Stored data
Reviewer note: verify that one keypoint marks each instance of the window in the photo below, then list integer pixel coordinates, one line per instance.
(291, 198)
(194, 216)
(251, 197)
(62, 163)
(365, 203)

...

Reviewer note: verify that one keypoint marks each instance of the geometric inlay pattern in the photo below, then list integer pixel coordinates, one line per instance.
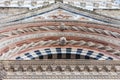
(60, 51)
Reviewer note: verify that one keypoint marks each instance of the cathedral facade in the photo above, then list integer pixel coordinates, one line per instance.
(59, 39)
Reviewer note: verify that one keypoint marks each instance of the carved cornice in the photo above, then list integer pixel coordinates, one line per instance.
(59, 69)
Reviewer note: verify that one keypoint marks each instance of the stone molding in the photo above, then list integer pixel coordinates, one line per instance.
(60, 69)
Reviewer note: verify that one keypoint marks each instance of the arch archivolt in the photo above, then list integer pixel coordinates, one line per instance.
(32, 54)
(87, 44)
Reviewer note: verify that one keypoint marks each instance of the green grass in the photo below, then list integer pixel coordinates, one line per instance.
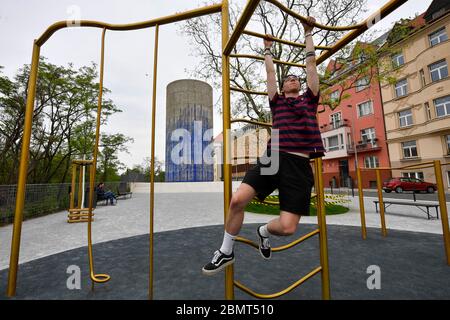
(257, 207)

**Work to be completed**:
Please gather every line in the listing above that contains the word "green", and copy each of those lines out in full.

**Answer to the problem**:
Reviewer note: verify that one keypoint marks each instance of the green grass in the photo below, then list integer pixel coordinates, one line per instance.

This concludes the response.